Coordinate annotation records
···
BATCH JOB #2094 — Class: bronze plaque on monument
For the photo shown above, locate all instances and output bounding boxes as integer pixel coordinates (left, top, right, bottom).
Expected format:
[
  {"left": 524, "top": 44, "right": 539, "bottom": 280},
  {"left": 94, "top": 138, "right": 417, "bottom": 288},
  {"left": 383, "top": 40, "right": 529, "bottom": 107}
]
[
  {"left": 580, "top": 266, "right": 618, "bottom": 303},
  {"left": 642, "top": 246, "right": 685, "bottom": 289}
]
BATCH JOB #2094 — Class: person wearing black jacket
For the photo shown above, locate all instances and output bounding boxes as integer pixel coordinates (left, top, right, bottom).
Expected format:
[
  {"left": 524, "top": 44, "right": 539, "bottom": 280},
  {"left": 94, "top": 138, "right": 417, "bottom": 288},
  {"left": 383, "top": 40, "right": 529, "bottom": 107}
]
···
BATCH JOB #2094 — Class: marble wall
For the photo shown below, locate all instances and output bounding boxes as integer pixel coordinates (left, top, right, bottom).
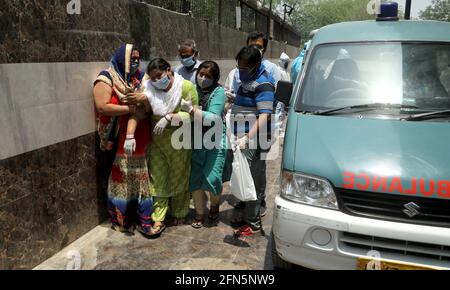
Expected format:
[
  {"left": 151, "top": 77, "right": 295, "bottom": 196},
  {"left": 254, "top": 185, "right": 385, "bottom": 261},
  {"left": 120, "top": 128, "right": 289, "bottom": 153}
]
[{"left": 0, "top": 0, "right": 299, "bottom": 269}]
···
> _Written exercise_: Copy out every line of the records above that contains the string "BATCH".

> _Completed exercise_:
BATCH JOB #2094 — Class: bronze plaque on monument
BATCH JOB #2094 — Class: person wearing black jacket
BATCH JOB #2094 — Class: marble wall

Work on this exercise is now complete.